» **Work instructions**: Render the entries below as a JSON list of strings, one string per line, leaving out blank lines and any pictures.

-- Start Provided information --

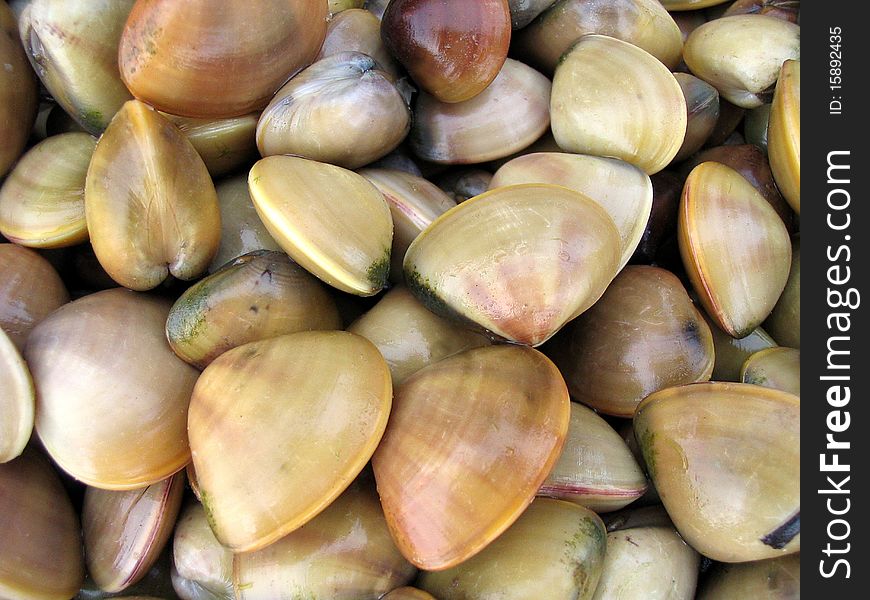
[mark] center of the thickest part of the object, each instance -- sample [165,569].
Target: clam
[452,48]
[257,296]
[778,368]
[150,204]
[611,98]
[596,468]
[643,23]
[414,203]
[784,144]
[726,53]
[42,201]
[343,110]
[621,189]
[470,440]
[41,556]
[410,337]
[304,415]
[111,412]
[213,58]
[330,220]
[734,246]
[19,98]
[551,257]
[30,289]
[511,113]
[725,459]
[643,335]
[73,46]
[17,401]
[125,531]
[555,546]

-- End Provided information --

» **Final result**:
[
  "[mark] center of the thickest part of the object, each instance -- sample [165,569].",
  "Target: clam",
  "[452,48]",
  "[257,296]",
  "[778,368]",
  "[150,204]",
  "[611,98]",
  "[596,468]",
  "[643,23]",
  "[414,203]",
  "[784,144]",
  "[726,53]",
  "[42,201]",
  "[343,110]",
  "[621,189]",
  "[470,440]",
  "[41,556]",
  "[410,337]",
  "[304,415]",
  "[111,412]",
  "[213,58]",
  "[330,220]",
  "[734,246]",
  "[19,98]",
  "[551,257]",
  "[30,289]",
  "[511,113]",
  "[725,459]",
  "[643,335]",
  "[73,46]",
  "[17,401]",
  "[125,531]",
  "[555,546]"
]